◆ Instructions to follow ◆
Locate each line in the listing below that contains the string "foliage", and copy those lines out. Case matters.

[begin Material supplied]

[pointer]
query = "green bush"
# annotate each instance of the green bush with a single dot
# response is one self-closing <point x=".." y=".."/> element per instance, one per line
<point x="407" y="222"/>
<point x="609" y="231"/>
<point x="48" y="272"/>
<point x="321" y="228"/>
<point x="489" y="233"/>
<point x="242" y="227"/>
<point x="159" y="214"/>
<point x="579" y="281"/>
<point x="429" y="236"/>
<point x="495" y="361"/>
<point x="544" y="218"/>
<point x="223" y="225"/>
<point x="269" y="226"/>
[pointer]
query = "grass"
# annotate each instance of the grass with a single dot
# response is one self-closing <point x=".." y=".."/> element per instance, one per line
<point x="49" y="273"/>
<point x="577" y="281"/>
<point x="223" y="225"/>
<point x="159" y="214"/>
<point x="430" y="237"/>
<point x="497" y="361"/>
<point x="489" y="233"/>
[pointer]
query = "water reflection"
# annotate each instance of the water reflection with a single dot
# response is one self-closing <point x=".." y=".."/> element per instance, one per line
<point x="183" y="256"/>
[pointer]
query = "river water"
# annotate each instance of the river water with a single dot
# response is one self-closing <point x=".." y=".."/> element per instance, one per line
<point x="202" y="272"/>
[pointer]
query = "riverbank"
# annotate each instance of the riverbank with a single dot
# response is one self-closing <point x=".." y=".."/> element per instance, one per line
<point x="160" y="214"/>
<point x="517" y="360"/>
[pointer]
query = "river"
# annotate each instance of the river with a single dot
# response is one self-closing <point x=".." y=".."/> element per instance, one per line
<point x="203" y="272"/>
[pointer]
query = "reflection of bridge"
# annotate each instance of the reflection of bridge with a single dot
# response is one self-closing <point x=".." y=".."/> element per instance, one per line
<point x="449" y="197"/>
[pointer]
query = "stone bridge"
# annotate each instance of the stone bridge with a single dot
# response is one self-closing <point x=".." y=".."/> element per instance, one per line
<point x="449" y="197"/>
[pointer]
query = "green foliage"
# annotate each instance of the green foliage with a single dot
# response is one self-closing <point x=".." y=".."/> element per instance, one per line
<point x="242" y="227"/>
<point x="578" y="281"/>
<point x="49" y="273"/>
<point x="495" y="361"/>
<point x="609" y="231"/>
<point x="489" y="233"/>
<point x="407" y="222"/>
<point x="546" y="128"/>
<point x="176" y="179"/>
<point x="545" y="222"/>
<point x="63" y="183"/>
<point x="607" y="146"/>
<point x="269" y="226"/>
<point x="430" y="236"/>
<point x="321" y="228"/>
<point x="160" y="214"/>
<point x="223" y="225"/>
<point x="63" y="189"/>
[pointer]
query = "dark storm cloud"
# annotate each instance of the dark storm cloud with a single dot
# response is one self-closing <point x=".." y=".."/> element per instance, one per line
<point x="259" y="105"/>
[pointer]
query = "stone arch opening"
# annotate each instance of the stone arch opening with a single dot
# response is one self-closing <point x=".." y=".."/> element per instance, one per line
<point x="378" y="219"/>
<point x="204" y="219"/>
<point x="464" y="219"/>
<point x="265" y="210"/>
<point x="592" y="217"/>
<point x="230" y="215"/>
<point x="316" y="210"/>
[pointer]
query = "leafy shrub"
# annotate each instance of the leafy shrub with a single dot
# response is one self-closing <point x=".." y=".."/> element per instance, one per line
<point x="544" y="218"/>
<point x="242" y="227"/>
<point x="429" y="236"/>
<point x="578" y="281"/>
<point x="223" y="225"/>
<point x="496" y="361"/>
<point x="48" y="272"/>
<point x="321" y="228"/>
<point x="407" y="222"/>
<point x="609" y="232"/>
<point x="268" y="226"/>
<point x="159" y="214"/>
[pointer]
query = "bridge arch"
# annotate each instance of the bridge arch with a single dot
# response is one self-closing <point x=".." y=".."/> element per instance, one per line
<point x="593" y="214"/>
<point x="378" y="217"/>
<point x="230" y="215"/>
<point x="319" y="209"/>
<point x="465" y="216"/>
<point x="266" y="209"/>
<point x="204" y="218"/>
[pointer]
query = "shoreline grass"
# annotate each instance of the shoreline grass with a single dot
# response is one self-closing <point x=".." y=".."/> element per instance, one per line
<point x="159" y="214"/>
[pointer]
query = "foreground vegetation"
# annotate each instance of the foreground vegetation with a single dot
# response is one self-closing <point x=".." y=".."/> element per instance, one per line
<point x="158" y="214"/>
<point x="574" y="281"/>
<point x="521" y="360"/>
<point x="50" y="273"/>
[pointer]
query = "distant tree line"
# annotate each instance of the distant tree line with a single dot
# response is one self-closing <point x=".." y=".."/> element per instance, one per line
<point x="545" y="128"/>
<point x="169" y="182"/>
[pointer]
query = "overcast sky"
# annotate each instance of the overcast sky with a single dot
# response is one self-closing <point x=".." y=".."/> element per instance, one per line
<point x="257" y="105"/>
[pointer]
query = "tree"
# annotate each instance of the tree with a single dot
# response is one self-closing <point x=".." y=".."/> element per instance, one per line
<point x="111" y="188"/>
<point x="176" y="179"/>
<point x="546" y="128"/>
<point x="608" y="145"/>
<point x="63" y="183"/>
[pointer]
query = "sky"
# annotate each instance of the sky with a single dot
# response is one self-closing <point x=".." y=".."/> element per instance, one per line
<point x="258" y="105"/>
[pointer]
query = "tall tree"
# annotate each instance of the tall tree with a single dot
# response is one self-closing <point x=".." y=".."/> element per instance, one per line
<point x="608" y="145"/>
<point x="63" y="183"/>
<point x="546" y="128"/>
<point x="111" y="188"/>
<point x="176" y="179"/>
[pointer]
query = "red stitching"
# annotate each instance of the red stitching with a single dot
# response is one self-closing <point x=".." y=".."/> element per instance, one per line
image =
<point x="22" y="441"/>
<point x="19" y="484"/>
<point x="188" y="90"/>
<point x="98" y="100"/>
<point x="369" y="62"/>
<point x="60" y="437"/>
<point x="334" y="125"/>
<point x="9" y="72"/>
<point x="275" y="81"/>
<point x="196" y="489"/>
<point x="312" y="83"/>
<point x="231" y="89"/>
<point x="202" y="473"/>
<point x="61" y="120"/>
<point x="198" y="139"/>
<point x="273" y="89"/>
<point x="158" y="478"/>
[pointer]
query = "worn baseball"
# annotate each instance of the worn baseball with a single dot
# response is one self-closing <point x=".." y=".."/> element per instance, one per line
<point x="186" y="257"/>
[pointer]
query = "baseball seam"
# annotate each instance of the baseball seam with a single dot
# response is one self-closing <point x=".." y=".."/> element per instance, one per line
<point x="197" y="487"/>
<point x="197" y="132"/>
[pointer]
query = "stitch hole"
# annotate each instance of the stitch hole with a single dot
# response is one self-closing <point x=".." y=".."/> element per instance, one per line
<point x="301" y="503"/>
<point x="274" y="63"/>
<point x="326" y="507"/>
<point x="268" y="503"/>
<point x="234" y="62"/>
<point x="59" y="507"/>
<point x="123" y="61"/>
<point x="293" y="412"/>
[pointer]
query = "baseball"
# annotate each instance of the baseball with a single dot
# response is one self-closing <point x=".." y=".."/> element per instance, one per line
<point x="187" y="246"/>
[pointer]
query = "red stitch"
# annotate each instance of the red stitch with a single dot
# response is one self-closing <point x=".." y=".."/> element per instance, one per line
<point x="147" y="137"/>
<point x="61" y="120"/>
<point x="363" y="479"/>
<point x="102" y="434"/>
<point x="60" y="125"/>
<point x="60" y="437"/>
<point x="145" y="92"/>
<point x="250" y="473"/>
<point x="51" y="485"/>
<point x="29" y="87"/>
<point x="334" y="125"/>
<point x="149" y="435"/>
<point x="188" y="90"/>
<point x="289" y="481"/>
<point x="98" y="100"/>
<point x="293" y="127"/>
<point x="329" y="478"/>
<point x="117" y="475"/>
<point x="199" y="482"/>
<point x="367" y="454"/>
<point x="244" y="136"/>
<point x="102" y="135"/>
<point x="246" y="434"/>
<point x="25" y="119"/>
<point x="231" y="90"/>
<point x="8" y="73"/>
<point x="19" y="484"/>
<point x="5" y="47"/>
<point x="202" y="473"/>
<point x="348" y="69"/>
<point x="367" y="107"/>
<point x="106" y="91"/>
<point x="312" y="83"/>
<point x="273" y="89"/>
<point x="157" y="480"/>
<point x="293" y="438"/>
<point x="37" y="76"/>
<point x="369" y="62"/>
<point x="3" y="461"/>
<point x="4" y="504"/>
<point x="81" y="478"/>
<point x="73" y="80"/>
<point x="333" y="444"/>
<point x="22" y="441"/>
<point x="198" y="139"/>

[end Material supplied]

◆ Task result ◆
query = "green foliage"
# annotate each instance of the green foliage with a single dot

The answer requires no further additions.